## Instructions to follow
Could you copy the whole listing below word for word, leaving the pictures out of your answer?

## Supplied data
====

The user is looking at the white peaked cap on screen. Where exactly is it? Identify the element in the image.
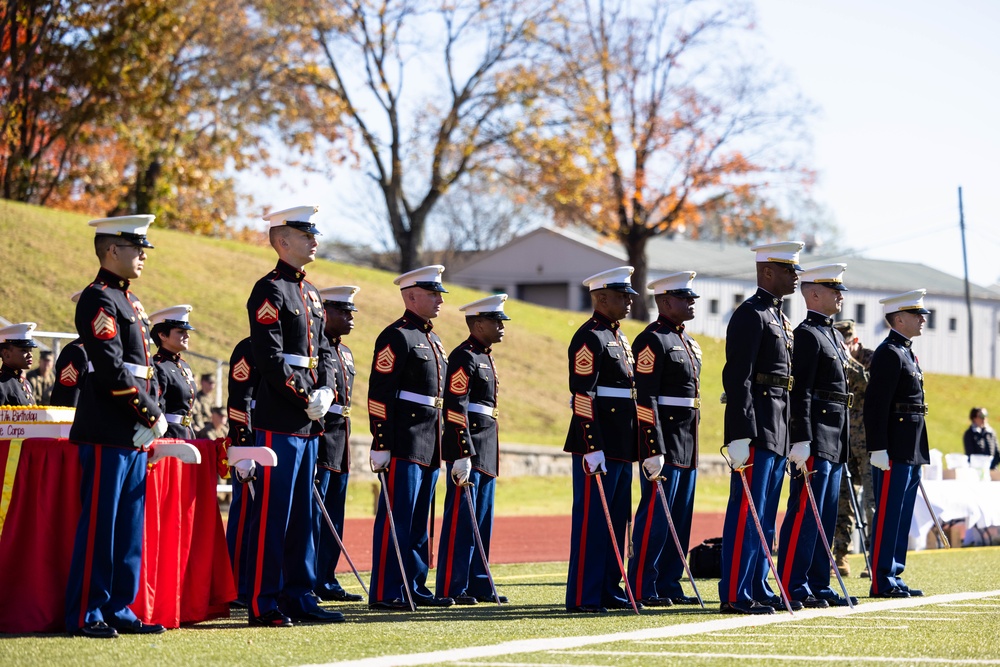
[459,294,510,320]
[750,241,806,271]
[646,271,698,299]
[149,304,194,331]
[264,206,319,234]
[319,285,361,310]
[87,215,156,248]
[799,264,847,292]
[583,266,638,294]
[878,289,931,315]
[0,322,38,347]
[392,264,448,294]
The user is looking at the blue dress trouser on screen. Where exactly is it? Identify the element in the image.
[719,447,786,602]
[628,465,698,600]
[66,444,146,632]
[247,429,319,616]
[435,470,496,598]
[315,466,350,593]
[368,457,440,603]
[778,456,844,600]
[870,461,920,595]
[566,454,632,609]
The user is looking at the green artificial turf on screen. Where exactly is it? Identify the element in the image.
[0,547,1000,667]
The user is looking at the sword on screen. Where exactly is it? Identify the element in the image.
[844,465,872,573]
[649,477,705,609]
[734,464,792,614]
[916,479,951,548]
[593,473,639,614]
[313,484,368,595]
[459,482,503,607]
[377,471,417,611]
[789,470,856,609]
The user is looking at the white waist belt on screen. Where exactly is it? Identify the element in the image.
[656,396,701,409]
[469,403,500,419]
[281,352,319,368]
[396,390,444,410]
[87,361,155,380]
[597,387,635,399]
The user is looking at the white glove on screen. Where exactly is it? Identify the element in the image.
[306,387,333,421]
[788,440,811,472]
[642,454,666,479]
[233,459,257,484]
[583,450,608,475]
[132,415,167,449]
[872,449,889,470]
[369,449,392,472]
[451,456,472,485]
[726,438,750,468]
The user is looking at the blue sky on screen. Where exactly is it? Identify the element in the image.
[243,0,1000,287]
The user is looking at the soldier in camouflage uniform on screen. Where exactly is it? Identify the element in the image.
[833,320,875,578]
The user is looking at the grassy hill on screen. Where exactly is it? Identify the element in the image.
[0,200,1000,453]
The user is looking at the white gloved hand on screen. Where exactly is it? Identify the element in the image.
[233,459,257,484]
[788,440,811,472]
[726,438,750,468]
[583,450,608,475]
[132,415,167,449]
[871,449,889,470]
[451,456,472,485]
[368,449,392,472]
[306,387,333,421]
[642,454,666,479]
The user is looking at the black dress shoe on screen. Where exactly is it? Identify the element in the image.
[316,588,364,602]
[292,607,344,623]
[368,598,410,611]
[247,609,292,628]
[869,588,910,598]
[670,595,698,604]
[639,595,674,607]
[111,619,167,635]
[566,604,608,614]
[76,621,118,639]
[604,598,643,609]
[820,594,858,607]
[413,596,455,607]
[759,595,805,611]
[792,595,830,611]
[719,600,774,616]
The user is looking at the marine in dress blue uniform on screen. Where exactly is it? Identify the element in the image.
[778,264,851,608]
[66,215,167,638]
[628,271,701,607]
[436,294,510,605]
[239,206,344,627]
[864,289,930,598]
[368,264,455,611]
[563,266,638,613]
[49,290,89,408]
[149,304,197,440]
[0,322,38,405]
[719,242,803,614]
[315,285,364,602]
[226,336,260,607]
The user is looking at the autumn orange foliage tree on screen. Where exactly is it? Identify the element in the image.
[502,0,811,319]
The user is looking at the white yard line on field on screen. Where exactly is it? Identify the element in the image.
[309,591,1000,667]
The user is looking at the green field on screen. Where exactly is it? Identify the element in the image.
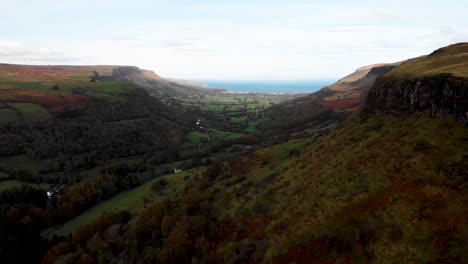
[0,180,50,192]
[0,155,44,172]
[46,169,197,238]
[0,108,18,124]
[8,103,50,121]
[184,132,208,145]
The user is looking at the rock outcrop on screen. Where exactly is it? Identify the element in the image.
[366,74,468,122]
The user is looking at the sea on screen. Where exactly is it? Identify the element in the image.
[200,80,336,93]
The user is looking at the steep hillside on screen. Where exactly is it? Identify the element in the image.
[260,63,399,137]
[367,43,468,121]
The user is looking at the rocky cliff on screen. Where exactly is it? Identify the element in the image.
[366,43,468,122]
[366,74,468,122]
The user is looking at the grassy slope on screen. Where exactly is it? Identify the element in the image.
[47,170,201,237]
[256,114,468,263]
[0,180,50,192]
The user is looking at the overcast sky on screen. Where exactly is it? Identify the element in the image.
[0,0,468,79]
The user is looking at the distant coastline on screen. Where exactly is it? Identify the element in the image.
[198,80,336,94]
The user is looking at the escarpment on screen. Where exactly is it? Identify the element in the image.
[366,74,468,122]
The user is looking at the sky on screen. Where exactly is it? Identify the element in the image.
[0,0,468,80]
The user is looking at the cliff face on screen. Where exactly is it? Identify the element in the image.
[366,74,468,122]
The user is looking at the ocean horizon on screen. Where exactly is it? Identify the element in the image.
[200,80,336,93]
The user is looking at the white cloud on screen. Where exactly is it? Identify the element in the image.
[0,40,77,62]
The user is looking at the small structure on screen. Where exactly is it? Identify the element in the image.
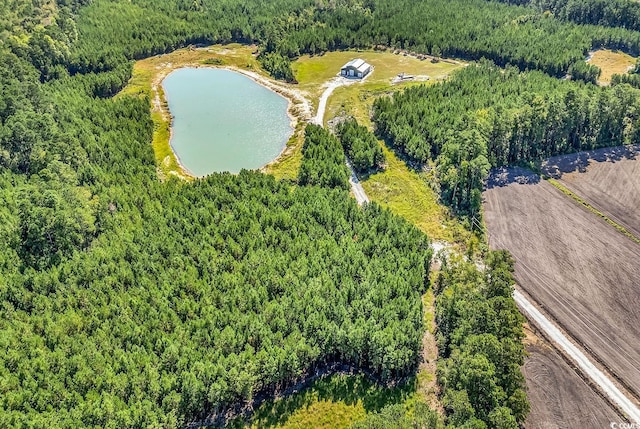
[340,58,373,79]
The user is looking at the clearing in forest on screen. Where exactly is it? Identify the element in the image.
[484,168,640,404]
[587,49,636,85]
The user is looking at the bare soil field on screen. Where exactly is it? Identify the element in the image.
[522,328,622,429]
[542,146,640,237]
[484,168,640,396]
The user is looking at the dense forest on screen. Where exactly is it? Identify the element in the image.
[298,124,349,190]
[0,0,640,428]
[496,0,640,30]
[435,251,529,429]
[336,119,385,174]
[374,62,640,216]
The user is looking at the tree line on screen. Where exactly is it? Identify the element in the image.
[373,62,640,216]
[434,251,529,429]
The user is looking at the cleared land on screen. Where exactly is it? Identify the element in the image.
[484,168,640,402]
[522,326,622,429]
[587,49,636,85]
[291,51,464,113]
[542,146,640,237]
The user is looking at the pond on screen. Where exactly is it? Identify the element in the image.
[162,68,293,176]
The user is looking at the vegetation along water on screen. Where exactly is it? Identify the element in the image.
[162,68,293,176]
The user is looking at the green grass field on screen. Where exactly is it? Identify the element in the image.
[587,49,637,85]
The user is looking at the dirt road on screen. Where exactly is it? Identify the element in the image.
[484,168,640,418]
[513,290,640,423]
[311,77,369,205]
[522,334,623,429]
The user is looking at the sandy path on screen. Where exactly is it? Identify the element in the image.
[513,290,640,424]
[311,73,371,205]
[522,328,623,429]
[484,168,640,421]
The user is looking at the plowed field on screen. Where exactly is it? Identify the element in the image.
[484,168,640,396]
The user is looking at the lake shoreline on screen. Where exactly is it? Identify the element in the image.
[151,54,312,180]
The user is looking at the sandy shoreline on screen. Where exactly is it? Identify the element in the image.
[151,62,313,179]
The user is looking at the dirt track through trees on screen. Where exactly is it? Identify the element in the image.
[484,168,640,408]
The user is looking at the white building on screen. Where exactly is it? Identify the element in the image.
[340,58,373,79]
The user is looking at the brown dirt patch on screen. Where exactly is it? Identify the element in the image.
[484,168,640,402]
[543,146,640,237]
[522,333,622,429]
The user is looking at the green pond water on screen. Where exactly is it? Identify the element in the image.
[162,68,293,176]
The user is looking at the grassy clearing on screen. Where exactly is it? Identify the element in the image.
[230,374,416,429]
[362,146,464,243]
[293,51,466,242]
[587,49,637,85]
[292,51,463,113]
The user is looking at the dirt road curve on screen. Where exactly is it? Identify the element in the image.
[311,77,369,205]
[513,290,640,423]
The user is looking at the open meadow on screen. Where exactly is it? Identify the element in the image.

====

## Final answer
The user is looking at the white peaked cap on screen. Where exactly is it? Identify the element in the image.
[459,294,510,320]
[750,241,806,271]
[646,271,698,299]
[149,304,194,331]
[264,206,319,234]
[319,285,361,310]
[87,215,156,248]
[799,264,847,292]
[583,266,638,294]
[878,289,931,315]
[0,322,38,347]
[392,264,448,294]
The user is looking at the blue dress trouser on screen. Where exactly is it? Identify the element in the image.
[719,447,786,602]
[628,465,698,600]
[66,444,146,632]
[247,429,319,616]
[435,470,496,598]
[315,466,350,593]
[368,457,440,603]
[778,456,844,600]
[870,461,920,595]
[566,454,632,609]
The user is looking at the green artificial turf on screen. Where exactly is it? Identify the element in the image.
[0,547,1000,667]
The user is looking at the sword on screen. Where exactly is it? Identify the element in the image.
[844,465,872,573]
[649,477,705,609]
[734,464,792,614]
[916,479,951,548]
[593,473,639,614]
[313,484,368,595]
[459,482,503,607]
[377,471,417,611]
[789,470,856,609]
The user is looking at the white waist belt on screen. Where exactly is it? Identify the element in the image.
[656,396,701,409]
[469,403,500,419]
[281,352,319,368]
[396,390,444,410]
[87,361,155,380]
[597,387,635,399]
The user is looking at the white glove on screen. Where exactly is it? Identify the element in the image.
[306,387,333,421]
[788,440,811,472]
[642,454,666,479]
[233,459,257,484]
[583,450,608,475]
[132,415,167,449]
[872,449,889,470]
[369,449,392,472]
[451,456,472,485]
[726,438,750,468]
The user is looking at the blue sky on screen. Where exactly is it? Identify the element in the image.
[243,0,1000,287]
The user is looking at the soldier in camouflage uniform on screen. Where exactly is it? Identify the element in the image.
[833,320,875,578]
The user is looking at the grassy hill on screen. Where exactly is it? Identify the element in the image.
[0,200,1000,453]
The user is looking at the white gloved hand on screen. Where exactly is it? Identify the element in the image.
[233,459,257,484]
[788,440,811,472]
[726,438,750,468]
[583,450,608,475]
[132,415,167,449]
[871,449,889,470]
[451,456,472,485]
[368,449,392,472]
[306,387,333,421]
[642,454,666,479]
The user is looking at the black dress shoe on screen. Where exactly is it? Identify the element in the image.
[316,588,364,602]
[292,607,344,623]
[368,598,410,611]
[247,609,292,628]
[869,588,910,598]
[670,595,698,604]
[639,595,674,607]
[111,619,167,635]
[566,604,608,614]
[76,621,118,639]
[604,598,643,609]
[820,594,858,607]
[413,596,455,607]
[759,595,805,611]
[792,595,830,611]
[719,600,774,616]
The user is looking at the marine in dress blue uniform on screen. Where exactly is it? Identify the element in the image.
[778,264,851,608]
[66,215,167,638]
[628,271,701,607]
[436,294,510,605]
[239,206,344,627]
[864,289,930,598]
[368,264,455,611]
[563,266,638,613]
[49,290,89,408]
[149,304,197,440]
[0,322,38,405]
[719,242,803,614]
[315,285,364,602]
[226,336,260,607]
The user is looking at the autumn orange foliage tree on screen. Where exactly is it? Identify the element in the image.
[502,0,811,319]
The user is looking at the white yard line on field on screen. Where exactly is it? Identify the element in the image.
[309,591,1000,667]
The user is looking at the green field on screen. Where exactly is it? Identify the element in the image.
[0,180,50,192]
[0,155,44,172]
[46,169,197,238]
[0,108,18,124]
[8,103,50,121]
[184,132,208,145]
The user is looking at the rock outcrop on screen. Where exactly is it? Identify the element in the image.
[366,74,468,122]
The user is looking at the sea on screen. Where exactly is it? Identify the element in the image.
[200,80,336,93]
The user is looking at the steep hillside on screen. Where exactly is it? Identify the element in the image.
[260,63,399,137]
[367,43,468,121]
The user is looking at the rocky cliff on screen. Where exactly is it? Identify the element in the image.
[366,43,468,122]
[366,74,468,122]
The user is looking at the grassy slope on screen. Where exactly is it? Identify the element in the image.
[47,170,201,237]
[256,114,468,263]
[0,180,50,192]
The user is looking at the overcast sky on screen. Where exactly is it? Identify the element in the image.
[0,0,468,79]
The user is looking at the distant coastline on screen. Where exactly is it? Identify the element in the image.
[198,80,336,94]
The user is looking at the escarpment on screen. Where exactly is it? Identify the element in the image.
[366,74,468,122]
The user is looking at the sky on screen. Where exactly is it? Identify the element in the image.
[0,0,468,80]
The user is looking at the cliff face on screen. Where exactly is it? Identify the element in the image.
[366,74,468,122]
The user is looking at the ocean horizon on screen. Where exactly is it? Identify the element in the image.
[200,80,336,93]
The user is looking at the white cloud on screen. Where exactly is it? Identify the element in the image.
[0,40,77,62]
The user is looking at the small structure on screen. Where exactly is it? Identify the element in the image.
[340,58,373,79]
The user is looking at the clearing in forest on screen. Where exactly is it? Identify the element in the image.
[484,168,640,404]
[587,49,636,85]
The user is looking at the bare soil field on screen. Where exactly is it? Identify the element in the image.
[522,328,622,429]
[542,146,640,237]
[484,168,640,396]
The user is looking at the dense forest on screen. Where exactly is it? Identify the element in the image.
[298,124,349,190]
[0,0,640,428]
[496,0,640,30]
[435,251,529,429]
[336,119,385,174]
[374,62,640,216]
The user is looking at the tree line on screen. Where exactly is it? Identify the element in the image.
[373,62,640,216]
[434,251,529,429]
The user is looking at the cleared land on screen. Where exactly is it? Identify the element in the image.
[484,168,640,402]
[522,326,622,429]
[587,49,636,85]
[291,51,464,113]
[542,146,640,237]
The user is looking at the pond on screen. Where exactly is it? Identify the element in the image.
[162,68,293,176]
The user is looking at the vegetation along water on screen. Where exactly is it? Identify the element in the image.
[162,68,293,176]
The user is looking at the green grass field on screen. Where exactly is it? Identify the element in the image.
[587,49,637,85]
The user is looking at the dirt road on screen. Where exactly is it? Identify the element in the image.
[484,168,640,418]
[513,290,640,423]
[311,77,369,205]
[522,334,623,429]
The user is looking at the sandy path on screen. Where exactly is it? Identify the element in the image.
[513,290,640,424]
[311,73,371,205]
[522,328,623,429]
[484,168,640,421]
The user is looking at the plowed field on screen. Where exactly is it? Identify the element in the image.
[484,168,640,396]
The user is looking at the lake shoreline on screen. Where exactly is it? Identify the element in the image.
[151,54,312,180]
The user is looking at the sandy shoreline on screen. Where exactly is it? Identify the element in the image.
[151,62,313,179]
The user is looking at the dirt track through trees on screen. Where exactly is it? Identify the element in the image.
[484,168,640,408]
The user is looking at the white building on screen. Where exactly is it? Identify the element in the image.
[340,58,373,79]
The user is looking at the brown dirt patch on screen. Where exactly is it? Identify the element in the image.
[484,168,640,402]
[543,146,640,237]
[522,333,622,429]
The user is looking at the green pond water on screen. Where exactly is it? Identify the element in the image.
[162,68,293,176]
The user is looking at the grassy clearing on screen. Where exactly is it? Identify the element in the image.
[230,374,416,429]
[362,146,464,243]
[293,51,466,242]
[587,49,637,85]
[292,51,463,113]
The user is looking at the dirt road curve on screen. Where exactly is it? Identify the element in the image.
[311,77,369,205]
[513,290,640,423]
The user is looking at the open meadow on screen. Where exactly is it? Identify the element in the image.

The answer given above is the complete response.